Stored records:
-=-=-

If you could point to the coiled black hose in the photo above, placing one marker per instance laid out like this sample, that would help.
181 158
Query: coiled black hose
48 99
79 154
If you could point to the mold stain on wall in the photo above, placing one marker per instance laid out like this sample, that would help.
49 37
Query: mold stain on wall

-=-=-

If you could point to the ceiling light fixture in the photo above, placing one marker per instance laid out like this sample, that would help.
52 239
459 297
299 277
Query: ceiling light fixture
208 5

-=-=-

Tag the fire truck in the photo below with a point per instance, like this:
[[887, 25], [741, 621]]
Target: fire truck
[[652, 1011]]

-=-=-

What is being asked: Please swap "marker" for "dot" in the items starting at the line containing "If you could point to the coiled" and ending at the line containing "Query: mold stain on wall", and give back only those lines with nothing else changed.

Solution to this exercise:
If you could point to the coiled black hose in the photo above, placing one dot per instance laid out like this sample, that would help.
181 158
Query: coiled black hose
48 99
79 154
If you could point to the mold stain on wall in the photo above, placing one dot per instance laid out like this sample, that would help.
49 37
Query: mold stain on wall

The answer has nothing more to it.